>>

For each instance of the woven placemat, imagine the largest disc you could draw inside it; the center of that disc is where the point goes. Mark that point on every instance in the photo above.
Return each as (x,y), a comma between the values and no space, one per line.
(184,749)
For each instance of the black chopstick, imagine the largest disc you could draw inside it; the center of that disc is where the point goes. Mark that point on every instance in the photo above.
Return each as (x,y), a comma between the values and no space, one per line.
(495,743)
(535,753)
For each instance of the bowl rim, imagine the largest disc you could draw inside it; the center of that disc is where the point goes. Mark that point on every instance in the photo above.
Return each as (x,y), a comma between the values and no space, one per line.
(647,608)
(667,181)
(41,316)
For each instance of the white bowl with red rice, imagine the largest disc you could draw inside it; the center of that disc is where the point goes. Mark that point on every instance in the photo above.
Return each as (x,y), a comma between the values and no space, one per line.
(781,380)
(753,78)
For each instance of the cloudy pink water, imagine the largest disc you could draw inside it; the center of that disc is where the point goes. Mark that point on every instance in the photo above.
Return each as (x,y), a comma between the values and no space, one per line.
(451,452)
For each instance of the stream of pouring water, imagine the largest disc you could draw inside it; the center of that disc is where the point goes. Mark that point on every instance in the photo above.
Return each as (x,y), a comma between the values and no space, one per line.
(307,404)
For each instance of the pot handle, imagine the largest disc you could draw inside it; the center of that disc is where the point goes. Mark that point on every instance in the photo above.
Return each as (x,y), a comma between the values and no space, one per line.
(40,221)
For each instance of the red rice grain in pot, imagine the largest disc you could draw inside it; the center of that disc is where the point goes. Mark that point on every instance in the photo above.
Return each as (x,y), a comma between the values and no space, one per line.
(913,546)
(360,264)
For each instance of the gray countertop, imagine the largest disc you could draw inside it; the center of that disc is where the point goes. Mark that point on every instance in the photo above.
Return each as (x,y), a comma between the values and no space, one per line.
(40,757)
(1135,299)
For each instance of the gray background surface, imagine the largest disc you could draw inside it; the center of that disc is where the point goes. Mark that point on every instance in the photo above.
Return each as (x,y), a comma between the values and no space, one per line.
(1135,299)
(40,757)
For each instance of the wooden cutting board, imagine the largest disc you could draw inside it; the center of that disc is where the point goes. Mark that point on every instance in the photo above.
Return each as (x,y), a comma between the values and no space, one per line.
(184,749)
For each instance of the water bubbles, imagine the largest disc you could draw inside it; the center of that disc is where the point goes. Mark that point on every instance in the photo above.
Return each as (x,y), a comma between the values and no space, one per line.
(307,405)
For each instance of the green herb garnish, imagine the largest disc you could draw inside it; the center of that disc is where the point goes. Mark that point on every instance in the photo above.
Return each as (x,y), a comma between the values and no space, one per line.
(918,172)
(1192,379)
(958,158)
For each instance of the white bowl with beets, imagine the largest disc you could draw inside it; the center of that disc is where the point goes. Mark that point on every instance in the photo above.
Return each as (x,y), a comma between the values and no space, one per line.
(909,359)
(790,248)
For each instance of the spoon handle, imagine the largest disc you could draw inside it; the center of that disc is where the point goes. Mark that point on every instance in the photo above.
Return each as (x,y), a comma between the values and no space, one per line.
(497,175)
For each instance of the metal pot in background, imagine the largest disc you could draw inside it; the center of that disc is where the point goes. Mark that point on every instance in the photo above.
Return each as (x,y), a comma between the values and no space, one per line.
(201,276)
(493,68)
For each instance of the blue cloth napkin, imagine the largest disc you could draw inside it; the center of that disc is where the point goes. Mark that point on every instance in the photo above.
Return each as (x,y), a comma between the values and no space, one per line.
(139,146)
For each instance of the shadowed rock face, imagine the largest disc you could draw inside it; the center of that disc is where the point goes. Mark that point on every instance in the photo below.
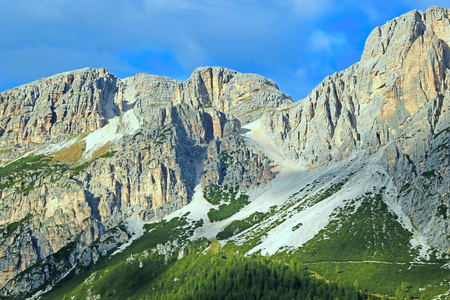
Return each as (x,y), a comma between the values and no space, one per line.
(115,148)
(118,148)
(394,102)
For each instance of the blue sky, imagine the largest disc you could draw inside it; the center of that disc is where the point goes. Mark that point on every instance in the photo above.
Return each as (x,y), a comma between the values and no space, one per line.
(295,43)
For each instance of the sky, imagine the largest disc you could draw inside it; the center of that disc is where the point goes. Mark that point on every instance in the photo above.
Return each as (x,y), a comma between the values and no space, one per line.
(295,43)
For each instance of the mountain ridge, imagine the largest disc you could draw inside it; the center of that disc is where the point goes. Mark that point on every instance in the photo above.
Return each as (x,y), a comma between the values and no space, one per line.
(85,152)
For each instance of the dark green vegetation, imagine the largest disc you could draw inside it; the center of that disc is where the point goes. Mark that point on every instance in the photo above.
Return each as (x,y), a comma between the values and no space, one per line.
(369,245)
(233,276)
(118,276)
(361,235)
(388,278)
(24,172)
(140,272)
(215,195)
(238,226)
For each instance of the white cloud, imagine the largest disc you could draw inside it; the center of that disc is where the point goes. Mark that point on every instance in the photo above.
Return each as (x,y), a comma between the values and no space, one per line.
(323,41)
(309,9)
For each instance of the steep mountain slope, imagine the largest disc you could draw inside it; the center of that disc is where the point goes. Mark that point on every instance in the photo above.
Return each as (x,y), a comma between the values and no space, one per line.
(356,174)
(395,101)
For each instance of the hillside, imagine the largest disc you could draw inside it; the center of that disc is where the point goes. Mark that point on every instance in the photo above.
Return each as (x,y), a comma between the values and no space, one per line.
(224,177)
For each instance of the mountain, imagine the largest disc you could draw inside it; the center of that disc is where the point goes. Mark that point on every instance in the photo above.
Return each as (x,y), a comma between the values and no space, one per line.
(143,174)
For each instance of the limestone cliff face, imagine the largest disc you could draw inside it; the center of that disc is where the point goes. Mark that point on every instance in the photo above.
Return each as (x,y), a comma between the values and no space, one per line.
(393,103)
(245,96)
(101,149)
(85,151)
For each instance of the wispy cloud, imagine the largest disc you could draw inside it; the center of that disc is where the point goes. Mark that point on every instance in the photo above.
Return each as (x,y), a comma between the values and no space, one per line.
(172,37)
(323,41)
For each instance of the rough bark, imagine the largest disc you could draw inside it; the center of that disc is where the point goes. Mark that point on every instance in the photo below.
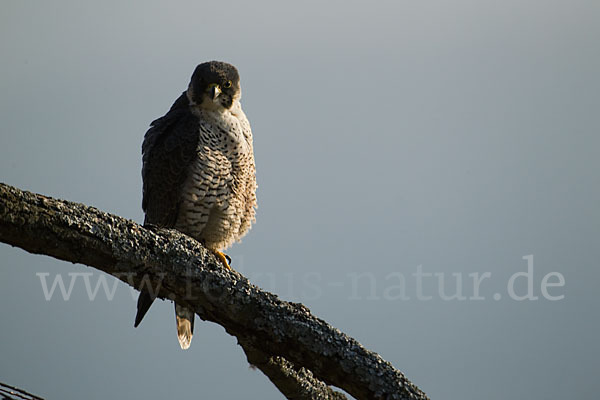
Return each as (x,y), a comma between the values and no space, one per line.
(299,352)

<<

■ **Exercise brief**
Extract, word for word, each line from the one that contains "For each instance of the wispy" through the final line of the data above. Leave the pictures out.

■ **Solution to this exercise**
For each instance of the wispy cloud, imagine the largest disc you could draw inside it; the center of that disc is where the point goes. Mark that point on every instance in the photo above.
Return each as (x,y), a comma between the values and no space, one per line.
(172,37)
(323,41)
For each instance of the rough bark, imagine the largest disc you could draw inside it; the center of that disc is where the point goes. Mark that point on every instance in the photo below.
Return each as (x,y), a comma between the values and no space, one per line.
(299,352)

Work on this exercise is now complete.